=== Data supplied ===

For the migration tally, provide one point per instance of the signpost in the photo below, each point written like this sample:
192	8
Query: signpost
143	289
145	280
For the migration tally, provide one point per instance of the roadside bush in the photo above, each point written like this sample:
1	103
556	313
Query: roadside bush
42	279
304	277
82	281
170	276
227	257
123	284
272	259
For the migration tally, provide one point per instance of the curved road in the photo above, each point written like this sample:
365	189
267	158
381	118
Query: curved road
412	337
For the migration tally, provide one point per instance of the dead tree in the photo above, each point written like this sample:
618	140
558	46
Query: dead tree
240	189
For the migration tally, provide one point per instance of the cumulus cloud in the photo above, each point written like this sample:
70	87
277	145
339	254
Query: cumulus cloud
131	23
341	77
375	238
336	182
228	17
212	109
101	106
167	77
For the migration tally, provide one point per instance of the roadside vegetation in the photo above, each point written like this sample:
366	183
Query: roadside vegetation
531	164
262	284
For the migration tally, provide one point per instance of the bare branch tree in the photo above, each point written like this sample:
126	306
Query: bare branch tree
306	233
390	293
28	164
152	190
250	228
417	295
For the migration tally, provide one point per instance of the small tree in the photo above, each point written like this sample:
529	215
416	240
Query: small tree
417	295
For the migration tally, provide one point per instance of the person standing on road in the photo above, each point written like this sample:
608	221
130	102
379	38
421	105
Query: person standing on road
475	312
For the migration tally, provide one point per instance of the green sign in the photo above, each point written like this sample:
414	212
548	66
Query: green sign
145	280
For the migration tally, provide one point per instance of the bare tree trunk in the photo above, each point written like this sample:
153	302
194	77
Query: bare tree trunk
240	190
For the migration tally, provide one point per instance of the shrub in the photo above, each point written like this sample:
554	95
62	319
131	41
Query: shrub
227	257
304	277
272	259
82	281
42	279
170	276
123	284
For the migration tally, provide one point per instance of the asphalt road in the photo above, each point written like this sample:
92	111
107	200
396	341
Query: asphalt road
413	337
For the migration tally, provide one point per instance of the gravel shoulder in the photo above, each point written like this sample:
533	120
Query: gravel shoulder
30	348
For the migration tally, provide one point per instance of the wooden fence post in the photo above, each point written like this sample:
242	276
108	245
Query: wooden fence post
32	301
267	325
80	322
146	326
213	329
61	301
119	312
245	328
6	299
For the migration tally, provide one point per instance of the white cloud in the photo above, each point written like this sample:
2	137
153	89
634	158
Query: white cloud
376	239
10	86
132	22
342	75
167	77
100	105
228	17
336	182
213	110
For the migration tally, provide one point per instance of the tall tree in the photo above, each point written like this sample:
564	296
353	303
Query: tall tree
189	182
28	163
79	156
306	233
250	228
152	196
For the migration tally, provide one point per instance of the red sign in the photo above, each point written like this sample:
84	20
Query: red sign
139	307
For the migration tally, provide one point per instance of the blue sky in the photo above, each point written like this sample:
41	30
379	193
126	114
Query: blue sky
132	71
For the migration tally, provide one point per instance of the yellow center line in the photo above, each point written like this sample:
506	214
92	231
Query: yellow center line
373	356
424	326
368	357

===

• [Task brief]
Copy the listing verbatim, starting at the line that contains "of the yellow" and ending with the last line of the listing.

• [Expected answer]
For the migration tally, provide one point per instance of the yellow center line in the photo above, each point written like this sample:
506	214
92	231
Query: yellow center line
373	356
424	326
368	357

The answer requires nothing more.